-- Provided data follows --
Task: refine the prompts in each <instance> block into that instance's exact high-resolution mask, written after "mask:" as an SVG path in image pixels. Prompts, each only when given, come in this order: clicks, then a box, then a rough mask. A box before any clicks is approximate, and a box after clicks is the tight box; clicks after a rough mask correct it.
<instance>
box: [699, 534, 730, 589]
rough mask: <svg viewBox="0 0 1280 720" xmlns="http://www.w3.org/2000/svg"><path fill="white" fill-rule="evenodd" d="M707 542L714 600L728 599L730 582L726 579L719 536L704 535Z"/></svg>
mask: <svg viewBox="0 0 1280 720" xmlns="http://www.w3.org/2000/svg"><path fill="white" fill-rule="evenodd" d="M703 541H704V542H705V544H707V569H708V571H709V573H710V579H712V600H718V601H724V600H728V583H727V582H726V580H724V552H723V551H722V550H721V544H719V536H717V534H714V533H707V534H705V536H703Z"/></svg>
-- Provided data concluded --
## [Exercise prompt]
Return the listing. Match it exactly.

## [Response below]
Task: refine the prompts in each <instance> block into that instance's exact high-resolution mask, written after "mask:" as an SVG path in image pixels. Prompts, each only when given, come in this order: clicks, then a box, then a rough mask. A box before any clicks is approximate, and a box after clicks is the tight box; clicks after a rough mask correct it.
<instance>
box: [699, 534, 730, 589]
rough mask: <svg viewBox="0 0 1280 720" xmlns="http://www.w3.org/2000/svg"><path fill="white" fill-rule="evenodd" d="M707 542L714 600L728 599L730 582L726 579L719 536L704 535Z"/></svg>
mask: <svg viewBox="0 0 1280 720" xmlns="http://www.w3.org/2000/svg"><path fill="white" fill-rule="evenodd" d="M703 541H704V542H705V544H707V569H708V571H709V573H710V579H712V600H718V601H724V600H728V583H727V582H726V580H724V552H723V551H722V550H721V544H719V536H717V534H714V533H707V534H705V536H703Z"/></svg>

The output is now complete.